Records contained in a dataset
_ _ _

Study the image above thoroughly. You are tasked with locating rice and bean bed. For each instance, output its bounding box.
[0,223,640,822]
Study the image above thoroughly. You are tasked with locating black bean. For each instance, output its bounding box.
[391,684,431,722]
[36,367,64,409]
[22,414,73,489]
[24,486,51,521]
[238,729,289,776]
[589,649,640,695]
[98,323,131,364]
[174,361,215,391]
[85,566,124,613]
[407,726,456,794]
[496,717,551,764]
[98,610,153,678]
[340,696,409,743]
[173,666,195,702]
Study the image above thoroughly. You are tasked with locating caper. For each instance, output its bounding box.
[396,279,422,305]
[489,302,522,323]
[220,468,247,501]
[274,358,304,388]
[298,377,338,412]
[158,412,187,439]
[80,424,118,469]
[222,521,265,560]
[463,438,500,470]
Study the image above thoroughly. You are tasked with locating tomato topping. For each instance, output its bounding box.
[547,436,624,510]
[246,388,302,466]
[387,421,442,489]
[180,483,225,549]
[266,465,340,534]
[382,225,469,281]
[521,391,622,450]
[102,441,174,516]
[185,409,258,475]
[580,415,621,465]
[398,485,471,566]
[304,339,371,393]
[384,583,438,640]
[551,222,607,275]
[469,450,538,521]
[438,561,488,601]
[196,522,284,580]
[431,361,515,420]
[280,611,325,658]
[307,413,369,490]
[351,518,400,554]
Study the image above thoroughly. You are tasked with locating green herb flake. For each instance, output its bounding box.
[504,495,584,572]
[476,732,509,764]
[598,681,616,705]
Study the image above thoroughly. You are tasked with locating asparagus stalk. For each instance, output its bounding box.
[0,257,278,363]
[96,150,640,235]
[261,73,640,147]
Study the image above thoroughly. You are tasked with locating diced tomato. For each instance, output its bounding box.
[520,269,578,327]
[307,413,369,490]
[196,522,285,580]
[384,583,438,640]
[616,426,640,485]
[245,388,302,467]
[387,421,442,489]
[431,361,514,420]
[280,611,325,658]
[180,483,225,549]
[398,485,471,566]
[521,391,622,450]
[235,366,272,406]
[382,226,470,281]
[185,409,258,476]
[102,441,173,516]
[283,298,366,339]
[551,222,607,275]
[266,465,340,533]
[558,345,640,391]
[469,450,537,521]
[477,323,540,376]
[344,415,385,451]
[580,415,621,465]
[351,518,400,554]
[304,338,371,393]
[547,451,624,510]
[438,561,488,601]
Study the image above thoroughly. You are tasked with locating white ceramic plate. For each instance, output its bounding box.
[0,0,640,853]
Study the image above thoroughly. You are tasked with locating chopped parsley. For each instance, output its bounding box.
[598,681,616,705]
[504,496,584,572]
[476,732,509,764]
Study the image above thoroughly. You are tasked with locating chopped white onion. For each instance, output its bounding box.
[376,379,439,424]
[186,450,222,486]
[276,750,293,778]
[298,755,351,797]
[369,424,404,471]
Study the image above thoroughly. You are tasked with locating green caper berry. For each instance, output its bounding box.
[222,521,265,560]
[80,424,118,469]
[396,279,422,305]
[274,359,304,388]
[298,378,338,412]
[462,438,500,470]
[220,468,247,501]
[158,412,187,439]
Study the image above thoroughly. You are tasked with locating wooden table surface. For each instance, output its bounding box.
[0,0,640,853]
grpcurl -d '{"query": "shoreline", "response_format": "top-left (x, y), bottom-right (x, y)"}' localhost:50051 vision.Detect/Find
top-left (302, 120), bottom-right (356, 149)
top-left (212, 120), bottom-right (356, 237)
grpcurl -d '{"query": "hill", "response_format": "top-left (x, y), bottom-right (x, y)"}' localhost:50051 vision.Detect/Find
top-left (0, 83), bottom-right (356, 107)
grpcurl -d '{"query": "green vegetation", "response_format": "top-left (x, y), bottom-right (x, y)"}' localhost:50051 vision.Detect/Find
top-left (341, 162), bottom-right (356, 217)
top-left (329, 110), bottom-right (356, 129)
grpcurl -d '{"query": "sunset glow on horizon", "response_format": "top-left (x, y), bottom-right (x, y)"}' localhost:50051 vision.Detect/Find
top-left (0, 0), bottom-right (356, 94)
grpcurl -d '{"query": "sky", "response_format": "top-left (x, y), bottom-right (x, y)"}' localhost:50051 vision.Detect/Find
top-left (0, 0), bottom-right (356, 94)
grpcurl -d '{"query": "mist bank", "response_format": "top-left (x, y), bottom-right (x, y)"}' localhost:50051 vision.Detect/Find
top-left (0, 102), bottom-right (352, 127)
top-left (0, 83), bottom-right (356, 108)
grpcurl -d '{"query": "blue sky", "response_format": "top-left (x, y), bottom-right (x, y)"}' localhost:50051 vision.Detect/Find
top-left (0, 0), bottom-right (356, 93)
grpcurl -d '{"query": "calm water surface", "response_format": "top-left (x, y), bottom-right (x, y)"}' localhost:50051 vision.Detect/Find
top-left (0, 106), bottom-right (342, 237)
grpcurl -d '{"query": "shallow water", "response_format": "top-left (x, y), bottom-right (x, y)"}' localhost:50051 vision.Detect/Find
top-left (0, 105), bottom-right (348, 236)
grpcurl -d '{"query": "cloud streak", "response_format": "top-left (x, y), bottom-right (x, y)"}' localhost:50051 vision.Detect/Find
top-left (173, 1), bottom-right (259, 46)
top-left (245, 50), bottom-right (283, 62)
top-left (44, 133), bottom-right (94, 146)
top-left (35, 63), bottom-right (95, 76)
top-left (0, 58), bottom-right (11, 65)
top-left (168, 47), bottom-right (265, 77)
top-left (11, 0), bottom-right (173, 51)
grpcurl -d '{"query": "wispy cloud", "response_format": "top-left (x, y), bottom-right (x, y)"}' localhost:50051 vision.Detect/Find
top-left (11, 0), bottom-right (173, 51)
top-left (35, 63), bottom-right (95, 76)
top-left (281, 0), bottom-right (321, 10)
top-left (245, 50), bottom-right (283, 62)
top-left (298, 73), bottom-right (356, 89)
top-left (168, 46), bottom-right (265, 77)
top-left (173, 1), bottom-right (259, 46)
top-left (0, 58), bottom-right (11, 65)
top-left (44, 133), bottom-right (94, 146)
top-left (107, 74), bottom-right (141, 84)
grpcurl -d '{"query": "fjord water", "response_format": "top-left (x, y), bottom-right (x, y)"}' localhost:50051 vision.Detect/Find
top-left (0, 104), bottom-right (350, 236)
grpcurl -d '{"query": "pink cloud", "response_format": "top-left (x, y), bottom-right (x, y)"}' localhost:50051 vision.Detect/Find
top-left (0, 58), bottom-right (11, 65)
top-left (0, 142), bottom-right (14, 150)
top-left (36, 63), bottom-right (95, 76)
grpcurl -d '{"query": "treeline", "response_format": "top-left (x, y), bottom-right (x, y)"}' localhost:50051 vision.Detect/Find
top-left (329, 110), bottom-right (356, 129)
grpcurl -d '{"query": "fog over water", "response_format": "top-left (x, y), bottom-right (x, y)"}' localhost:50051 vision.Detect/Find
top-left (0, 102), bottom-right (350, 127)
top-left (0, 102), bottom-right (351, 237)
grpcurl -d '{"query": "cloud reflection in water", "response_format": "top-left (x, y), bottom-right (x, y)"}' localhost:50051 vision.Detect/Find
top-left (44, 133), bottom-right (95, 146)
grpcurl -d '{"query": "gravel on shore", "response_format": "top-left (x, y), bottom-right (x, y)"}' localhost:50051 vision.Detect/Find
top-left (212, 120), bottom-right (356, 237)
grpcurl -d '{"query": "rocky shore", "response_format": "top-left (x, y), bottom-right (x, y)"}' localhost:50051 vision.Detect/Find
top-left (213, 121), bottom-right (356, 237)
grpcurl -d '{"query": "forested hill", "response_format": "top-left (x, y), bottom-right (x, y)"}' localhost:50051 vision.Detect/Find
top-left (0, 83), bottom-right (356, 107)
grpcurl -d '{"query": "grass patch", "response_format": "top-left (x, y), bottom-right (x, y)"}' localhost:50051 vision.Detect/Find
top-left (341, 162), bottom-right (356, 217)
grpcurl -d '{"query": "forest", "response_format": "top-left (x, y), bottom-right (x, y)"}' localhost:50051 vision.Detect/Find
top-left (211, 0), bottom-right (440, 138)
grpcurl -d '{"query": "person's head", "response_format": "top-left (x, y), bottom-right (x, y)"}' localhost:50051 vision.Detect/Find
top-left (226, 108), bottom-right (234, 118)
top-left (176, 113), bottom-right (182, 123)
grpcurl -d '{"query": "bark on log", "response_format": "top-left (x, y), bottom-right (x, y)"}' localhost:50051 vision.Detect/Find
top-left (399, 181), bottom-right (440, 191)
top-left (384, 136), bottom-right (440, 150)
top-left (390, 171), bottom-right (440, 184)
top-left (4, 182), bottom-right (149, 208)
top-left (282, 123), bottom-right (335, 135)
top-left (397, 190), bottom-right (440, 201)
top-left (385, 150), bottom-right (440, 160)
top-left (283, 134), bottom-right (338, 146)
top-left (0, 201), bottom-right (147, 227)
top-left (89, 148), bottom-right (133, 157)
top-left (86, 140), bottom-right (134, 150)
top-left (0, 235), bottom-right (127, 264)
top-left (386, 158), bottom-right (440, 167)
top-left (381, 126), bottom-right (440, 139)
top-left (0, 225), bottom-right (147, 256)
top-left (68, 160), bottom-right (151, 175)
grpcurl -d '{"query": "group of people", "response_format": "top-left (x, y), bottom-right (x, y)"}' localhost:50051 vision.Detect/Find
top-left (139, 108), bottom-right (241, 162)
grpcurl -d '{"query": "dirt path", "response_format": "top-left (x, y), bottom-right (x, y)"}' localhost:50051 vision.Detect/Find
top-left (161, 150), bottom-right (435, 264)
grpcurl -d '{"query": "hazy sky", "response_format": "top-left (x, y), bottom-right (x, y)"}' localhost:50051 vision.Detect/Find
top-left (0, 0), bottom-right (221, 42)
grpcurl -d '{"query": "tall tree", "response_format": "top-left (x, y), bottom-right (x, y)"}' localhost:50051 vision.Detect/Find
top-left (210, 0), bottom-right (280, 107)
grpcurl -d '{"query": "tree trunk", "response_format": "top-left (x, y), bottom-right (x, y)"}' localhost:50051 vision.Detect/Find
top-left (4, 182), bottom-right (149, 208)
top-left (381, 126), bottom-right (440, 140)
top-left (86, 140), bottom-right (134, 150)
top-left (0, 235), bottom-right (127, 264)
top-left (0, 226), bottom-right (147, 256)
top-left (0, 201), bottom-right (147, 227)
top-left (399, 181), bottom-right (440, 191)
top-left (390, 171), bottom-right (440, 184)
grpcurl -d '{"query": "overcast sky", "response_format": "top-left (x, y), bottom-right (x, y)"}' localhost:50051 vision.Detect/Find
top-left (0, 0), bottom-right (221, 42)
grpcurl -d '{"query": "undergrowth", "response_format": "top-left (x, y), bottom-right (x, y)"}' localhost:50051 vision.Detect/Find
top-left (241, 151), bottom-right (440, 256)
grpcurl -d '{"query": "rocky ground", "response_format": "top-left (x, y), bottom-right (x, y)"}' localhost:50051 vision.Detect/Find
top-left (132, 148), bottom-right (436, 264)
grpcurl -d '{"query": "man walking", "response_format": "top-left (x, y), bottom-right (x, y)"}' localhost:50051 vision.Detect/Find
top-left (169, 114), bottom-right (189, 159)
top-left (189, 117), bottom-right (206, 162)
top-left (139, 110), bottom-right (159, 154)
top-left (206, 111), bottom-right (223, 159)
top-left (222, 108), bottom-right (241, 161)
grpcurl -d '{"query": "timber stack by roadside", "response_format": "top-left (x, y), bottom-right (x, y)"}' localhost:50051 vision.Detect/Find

_ _ _

How many lines of the records above contain the string "cloud"? Reply with only the number.

> [Task result]: 4